Saved entries
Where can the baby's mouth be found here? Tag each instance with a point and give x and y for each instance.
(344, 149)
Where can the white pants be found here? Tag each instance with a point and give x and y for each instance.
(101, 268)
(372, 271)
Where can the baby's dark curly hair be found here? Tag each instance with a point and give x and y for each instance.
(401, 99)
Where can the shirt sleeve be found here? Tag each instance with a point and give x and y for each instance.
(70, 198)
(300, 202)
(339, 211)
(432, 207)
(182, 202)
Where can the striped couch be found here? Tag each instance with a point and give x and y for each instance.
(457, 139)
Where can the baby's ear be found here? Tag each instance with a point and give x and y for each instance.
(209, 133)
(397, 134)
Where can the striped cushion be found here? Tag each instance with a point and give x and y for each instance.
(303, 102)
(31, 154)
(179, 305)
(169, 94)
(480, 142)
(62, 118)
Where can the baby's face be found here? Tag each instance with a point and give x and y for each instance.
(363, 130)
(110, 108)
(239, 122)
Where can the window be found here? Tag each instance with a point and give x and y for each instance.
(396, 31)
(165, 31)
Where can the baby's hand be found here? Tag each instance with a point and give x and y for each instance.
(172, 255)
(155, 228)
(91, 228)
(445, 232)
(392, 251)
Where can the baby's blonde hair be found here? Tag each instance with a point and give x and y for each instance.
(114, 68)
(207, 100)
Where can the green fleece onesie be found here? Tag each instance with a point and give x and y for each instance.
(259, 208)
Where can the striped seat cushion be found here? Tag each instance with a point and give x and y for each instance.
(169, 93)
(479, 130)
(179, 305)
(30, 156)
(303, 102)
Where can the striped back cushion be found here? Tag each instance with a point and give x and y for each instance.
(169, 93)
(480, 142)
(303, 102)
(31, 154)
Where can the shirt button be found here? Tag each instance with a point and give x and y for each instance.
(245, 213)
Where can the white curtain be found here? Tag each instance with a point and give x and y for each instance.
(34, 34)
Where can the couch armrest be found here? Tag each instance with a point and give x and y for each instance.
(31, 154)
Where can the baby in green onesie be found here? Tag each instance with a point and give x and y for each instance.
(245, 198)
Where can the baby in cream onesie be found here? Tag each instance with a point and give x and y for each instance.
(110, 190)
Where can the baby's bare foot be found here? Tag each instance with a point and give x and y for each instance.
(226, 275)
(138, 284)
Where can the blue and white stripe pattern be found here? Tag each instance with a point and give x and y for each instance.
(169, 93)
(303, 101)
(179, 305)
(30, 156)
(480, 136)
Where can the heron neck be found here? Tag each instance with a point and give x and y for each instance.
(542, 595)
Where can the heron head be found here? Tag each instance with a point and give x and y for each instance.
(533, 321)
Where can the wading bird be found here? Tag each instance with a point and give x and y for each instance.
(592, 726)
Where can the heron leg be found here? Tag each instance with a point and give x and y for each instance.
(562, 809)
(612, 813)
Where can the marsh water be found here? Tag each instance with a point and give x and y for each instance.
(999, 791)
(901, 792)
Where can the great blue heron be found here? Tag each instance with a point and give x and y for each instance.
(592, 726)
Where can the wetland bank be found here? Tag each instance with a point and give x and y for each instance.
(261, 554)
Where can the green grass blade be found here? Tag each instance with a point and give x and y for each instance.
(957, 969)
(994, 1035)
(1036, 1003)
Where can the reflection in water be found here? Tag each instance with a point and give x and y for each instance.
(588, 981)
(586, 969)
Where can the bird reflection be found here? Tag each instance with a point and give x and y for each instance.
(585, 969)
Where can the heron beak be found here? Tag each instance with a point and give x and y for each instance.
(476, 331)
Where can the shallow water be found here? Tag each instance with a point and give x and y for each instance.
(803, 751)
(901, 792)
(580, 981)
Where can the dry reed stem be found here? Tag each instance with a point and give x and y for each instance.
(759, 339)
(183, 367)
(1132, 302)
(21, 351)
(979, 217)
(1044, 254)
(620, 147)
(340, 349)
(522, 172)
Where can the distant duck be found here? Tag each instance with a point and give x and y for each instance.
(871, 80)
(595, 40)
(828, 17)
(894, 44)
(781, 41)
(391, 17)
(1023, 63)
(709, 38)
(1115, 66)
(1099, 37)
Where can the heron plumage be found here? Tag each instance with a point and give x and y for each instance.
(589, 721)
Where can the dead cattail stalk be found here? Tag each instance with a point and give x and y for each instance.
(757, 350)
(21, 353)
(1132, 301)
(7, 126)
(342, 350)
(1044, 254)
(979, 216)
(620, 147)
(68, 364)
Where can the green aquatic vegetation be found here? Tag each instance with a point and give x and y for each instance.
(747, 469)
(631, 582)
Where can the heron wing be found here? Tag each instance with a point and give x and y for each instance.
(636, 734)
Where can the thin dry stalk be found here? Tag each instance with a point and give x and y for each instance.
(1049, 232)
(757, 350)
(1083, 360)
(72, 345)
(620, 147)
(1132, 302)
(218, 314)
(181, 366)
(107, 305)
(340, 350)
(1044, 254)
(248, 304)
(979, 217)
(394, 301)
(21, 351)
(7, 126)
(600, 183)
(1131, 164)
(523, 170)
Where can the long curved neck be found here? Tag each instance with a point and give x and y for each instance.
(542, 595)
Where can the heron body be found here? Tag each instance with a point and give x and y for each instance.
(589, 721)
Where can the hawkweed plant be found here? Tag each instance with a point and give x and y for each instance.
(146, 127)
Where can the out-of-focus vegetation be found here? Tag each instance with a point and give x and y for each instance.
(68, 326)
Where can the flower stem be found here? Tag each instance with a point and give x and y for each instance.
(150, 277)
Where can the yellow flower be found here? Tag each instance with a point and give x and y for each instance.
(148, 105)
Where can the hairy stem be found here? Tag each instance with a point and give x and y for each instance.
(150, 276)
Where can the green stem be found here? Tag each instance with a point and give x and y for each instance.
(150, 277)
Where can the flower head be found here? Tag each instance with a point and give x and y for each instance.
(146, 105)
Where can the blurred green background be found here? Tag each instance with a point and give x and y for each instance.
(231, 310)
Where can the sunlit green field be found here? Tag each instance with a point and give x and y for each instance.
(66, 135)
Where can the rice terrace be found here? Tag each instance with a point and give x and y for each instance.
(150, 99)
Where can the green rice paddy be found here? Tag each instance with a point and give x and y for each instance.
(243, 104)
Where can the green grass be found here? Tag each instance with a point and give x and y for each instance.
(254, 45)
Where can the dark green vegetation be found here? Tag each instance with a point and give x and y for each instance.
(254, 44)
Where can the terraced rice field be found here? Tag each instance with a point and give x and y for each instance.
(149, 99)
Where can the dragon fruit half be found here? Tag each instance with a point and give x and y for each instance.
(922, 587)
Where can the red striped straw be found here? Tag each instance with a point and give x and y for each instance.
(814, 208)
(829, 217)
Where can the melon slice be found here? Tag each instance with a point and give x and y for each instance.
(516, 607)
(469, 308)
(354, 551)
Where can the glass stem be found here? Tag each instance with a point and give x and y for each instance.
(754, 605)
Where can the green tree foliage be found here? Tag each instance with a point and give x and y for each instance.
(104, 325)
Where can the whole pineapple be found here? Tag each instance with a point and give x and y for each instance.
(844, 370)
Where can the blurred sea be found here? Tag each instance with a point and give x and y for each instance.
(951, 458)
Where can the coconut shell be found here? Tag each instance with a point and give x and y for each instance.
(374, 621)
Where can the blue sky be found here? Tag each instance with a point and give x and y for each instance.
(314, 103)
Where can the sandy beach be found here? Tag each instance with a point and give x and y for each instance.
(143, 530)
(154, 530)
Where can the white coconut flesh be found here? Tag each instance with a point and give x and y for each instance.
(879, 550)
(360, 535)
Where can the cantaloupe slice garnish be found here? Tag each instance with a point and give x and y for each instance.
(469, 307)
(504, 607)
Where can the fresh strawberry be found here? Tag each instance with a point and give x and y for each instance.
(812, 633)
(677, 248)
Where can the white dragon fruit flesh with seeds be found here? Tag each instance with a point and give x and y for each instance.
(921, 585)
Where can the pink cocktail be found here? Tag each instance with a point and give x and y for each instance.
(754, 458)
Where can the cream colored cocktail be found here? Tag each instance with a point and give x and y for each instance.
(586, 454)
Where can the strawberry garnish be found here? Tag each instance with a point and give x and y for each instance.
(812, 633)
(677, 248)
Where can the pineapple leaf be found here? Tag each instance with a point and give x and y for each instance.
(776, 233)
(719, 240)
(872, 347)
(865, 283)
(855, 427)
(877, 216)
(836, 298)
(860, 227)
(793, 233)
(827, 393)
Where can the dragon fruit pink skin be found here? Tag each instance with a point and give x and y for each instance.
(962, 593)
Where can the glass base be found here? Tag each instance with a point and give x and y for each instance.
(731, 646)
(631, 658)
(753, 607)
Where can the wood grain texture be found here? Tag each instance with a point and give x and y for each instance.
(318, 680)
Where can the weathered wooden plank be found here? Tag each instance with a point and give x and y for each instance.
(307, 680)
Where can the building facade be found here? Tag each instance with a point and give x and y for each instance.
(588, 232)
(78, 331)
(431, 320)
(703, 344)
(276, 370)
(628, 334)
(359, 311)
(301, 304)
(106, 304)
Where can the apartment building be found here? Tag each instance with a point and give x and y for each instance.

# Requirement
Output the line containing "Where can the weathered" and every line after it through the final line of the records above, exactly as written and nothing else.

# Written solution
Where can the weathered wooden plank be found here? Tag each instance with a point and give x and y for each instance.
(307, 680)
Where can the building facade be found here? Tag each instance with a point and give x and y for each instance.
(588, 232)
(78, 331)
(431, 320)
(703, 344)
(276, 370)
(628, 334)
(359, 311)
(301, 304)
(106, 304)
Where can the apartment building be found here? Tag each instance with a point and give x and y for each instance.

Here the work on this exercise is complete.